### JOB
Can you rewrite the listing below with every "one to a line" changed to "one per line" and nothing else altered?

Coordinate labeling data:
----

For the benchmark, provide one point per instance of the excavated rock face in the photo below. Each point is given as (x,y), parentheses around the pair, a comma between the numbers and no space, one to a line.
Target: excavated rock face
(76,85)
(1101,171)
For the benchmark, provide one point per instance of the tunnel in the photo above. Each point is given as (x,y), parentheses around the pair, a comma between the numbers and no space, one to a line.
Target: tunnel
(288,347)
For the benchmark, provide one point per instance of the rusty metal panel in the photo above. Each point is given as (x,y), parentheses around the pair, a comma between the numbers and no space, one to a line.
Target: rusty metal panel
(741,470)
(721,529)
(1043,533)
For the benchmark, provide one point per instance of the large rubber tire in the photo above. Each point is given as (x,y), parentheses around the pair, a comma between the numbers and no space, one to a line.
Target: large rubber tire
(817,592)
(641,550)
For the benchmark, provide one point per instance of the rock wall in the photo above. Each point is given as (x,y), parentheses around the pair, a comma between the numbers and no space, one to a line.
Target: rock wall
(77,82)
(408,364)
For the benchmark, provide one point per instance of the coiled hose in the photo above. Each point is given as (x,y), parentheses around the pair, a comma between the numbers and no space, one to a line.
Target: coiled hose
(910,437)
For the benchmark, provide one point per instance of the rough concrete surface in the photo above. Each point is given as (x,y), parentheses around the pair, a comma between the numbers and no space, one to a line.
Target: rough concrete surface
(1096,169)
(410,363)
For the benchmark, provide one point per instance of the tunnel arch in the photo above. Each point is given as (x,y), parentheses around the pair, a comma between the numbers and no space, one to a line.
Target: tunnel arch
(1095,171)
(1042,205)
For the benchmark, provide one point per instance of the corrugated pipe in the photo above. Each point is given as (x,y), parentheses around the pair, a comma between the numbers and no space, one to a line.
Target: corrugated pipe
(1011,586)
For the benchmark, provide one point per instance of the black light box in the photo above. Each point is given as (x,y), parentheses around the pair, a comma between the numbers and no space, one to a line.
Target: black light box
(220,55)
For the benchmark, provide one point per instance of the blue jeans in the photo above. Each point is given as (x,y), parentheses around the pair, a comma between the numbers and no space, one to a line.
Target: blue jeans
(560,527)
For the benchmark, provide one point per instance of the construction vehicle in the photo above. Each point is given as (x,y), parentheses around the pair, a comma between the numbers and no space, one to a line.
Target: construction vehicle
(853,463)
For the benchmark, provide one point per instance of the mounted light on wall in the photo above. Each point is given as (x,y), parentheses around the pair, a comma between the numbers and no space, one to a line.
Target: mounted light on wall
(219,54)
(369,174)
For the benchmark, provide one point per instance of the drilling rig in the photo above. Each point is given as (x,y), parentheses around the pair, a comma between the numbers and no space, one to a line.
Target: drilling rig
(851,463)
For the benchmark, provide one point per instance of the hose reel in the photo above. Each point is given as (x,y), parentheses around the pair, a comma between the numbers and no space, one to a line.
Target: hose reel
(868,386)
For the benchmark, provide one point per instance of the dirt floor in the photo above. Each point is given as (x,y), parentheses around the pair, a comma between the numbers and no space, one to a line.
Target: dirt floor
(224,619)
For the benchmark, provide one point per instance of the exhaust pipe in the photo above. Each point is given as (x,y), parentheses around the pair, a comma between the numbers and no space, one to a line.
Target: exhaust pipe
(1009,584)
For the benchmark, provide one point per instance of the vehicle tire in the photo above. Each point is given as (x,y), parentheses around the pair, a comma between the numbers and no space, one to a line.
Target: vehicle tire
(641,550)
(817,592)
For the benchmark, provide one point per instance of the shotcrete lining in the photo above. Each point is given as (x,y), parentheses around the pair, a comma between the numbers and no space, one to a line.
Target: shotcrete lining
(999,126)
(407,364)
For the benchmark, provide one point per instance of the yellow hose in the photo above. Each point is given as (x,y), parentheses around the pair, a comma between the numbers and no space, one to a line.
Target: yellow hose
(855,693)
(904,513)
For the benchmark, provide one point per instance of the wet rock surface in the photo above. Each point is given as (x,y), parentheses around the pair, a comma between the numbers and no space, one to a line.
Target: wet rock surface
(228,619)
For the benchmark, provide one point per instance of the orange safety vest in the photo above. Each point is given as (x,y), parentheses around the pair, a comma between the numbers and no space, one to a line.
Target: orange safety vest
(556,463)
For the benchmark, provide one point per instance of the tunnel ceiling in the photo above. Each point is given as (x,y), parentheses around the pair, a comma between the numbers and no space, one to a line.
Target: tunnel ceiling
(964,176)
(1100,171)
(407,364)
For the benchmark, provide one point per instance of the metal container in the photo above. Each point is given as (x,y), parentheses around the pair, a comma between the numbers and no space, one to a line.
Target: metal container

----

### RESULT FOR THIS TASK
For the benchmark, provide one point per instance of the excavated rock face in the photo below. Each point is given as (x,y), parentheses around the pair, a comma between the numbers and no space, one per line.
Target: excavated rock face
(76,85)
(1101,171)
For the benchmark, provide one point per instance of the tunnel in the photo above. Each point is given as (x,y), parentheses around the pair, a comma between the numbers and no space, one per line.
Target: tunnel
(288,347)
For the benchmark, provide one point per instance of the rusty metal panel in the photo above. Each point is given as (x,y), parentheses around the pair, a comma between the numbers and no space, one per line.
Target: rusty metal panel
(741,470)
(721,529)
(1043,533)
For the benchmark, provide one point per instance of the large rubber tire in the photo above. Each point is given as (x,y), parentheses around the pair, a comma between the numbers and no space, one per line.
Target: large rubber tire
(817,592)
(641,550)
For the benchmark, provide one point per instance of the rock wall in the photo above. Each point is given as (x,y), parentheses around the pair, a comma between the numbers and no space, one per line.
Target: rock wall
(77,82)
(408,364)
For the benchmark, provide one point per instance of the coiled hose in the photo above. Each point is given as (x,y), parentheses around the pair, a comma between the numbers and no space, one per line.
Target: coiled hose
(910,437)
For the benchmark, provide one point per instance of the rough concrete surface in the photo above. Each point is given as (x,y), parentheses around the pair, a comma between the numbers and no space, one per line.
Target: rough concrete surface
(1096,169)
(410,363)
For the benchmark, provide one point per instance of the tunnel arch in the photo above. Each point is given as (x,y), parentheses around the pair, a comma between the numbers and no space, one per line.
Target: tunnel arch
(1095,171)
(1042,205)
For the benchmark, provide one point per instance of the corrugated pipe in the photo above. Each point is given as (x,y), parentheses around the pair, a comma between the numbers and no space, one per line.
Target: corrugated pipe
(1011,586)
For the benchmark, provide one point per instance of the black light box in the photo above. Each point is given as (x,y), parentheses around the pair, a comma between the numbers and no space, one per line.
Target: black light box
(220,55)
For the benchmark, provide one point per instance of the blue jeans in the photo above. Each point is given as (x,y), parentheses around the pair, a comma between the numbers and no space, one per line.
Target: blue jeans
(560,527)
For the benchmark, provide one point per instance of the construction vehicle in the photo above. Each point is given as (x,y), parentheses around the pair, a comma between the numbers and no space, one per line.
Target: construction vehicle
(853,463)
For the benchmark, provide one point per instance of the mounted light on wall in the photo above. Each point is given as (x,y), parentheses around the pair, a comma between the numbers and no space, one per line.
Target: mounted light on wall
(219,54)
(369,174)
For the benchmark, provide one point per instance of the drilling rig in the photo above. Each point is given as (x,y), parentheses around the pair, a comma between the numbers and no space, one per line.
Target: drilling rig
(851,463)
For the benchmark, provide one point per instance of the hose reel in the photo above. Each point is given as (x,y), parentheses around the pair, a comma between the numbers and no space, one per line.
Target: hose reel
(868,386)
For the benchmark, provide one point per instance of the dirt floor in the photo above. Each point is given as (x,y), parentheses around the pair, a comma between the numbers and no space, one per line.
Target: dirt floor
(224,619)
For the benchmark, provide one point per instance of the exhaust pipe in the photo above. Each point is given as (x,y), parentheses around the pair, a comma between the numbers and no space, one per line.
Target: exhaust pipe
(1009,584)
For the benchmark, provide one point per instance of the vehicle tire in the photo above. Each point is given as (x,y), parentheses around the pair, a comma between the numbers and no space, one per line.
Target: vehicle tire
(641,550)
(817,592)
For the benchmark, provide one point per instance of the shotcrete lining in the photo above. Each point is given as (x,y), parentheses around the pair, a comma between the numbers and no space, one per line.
Target: shotcrete lining
(999,126)
(407,364)
For the benchmark, provide one point per instance of the yellow hose in the photo above. Each point is given as (x,y), parentheses around the pair, a comma between the numbers and no space, one per line.
Target: yellow hose
(855,693)
(904,513)
For the benchmark, provide one point per instance of the wet rock surface in the photo above. Each point is given as (x,y), parentheses around the pair, a comma between the numbers and no space, one per line.
Target: wet rock surface
(228,619)
For the benchmark, provide one point per instance of the orange safety vest in the photo above. Each point is given as (x,y), parentheses around the pair, a comma between the numbers and no space, one per line.
Target: orange safety vest
(556,463)
For the benchmark, provide one point per instance of the tunnel ceiling in the photo above. Each point is given as (x,y), parentheses around the pair, a comma between the numbers and no space, one per line.
Target: tunnel ceiling
(964,176)
(1100,171)
(407,364)
For the benchmark, provide one point per instance of the metal container in the photo above. Each point is given as (x,y), parentheses around the pair, a comma between the numbers and no space, one per line.
Target: metal container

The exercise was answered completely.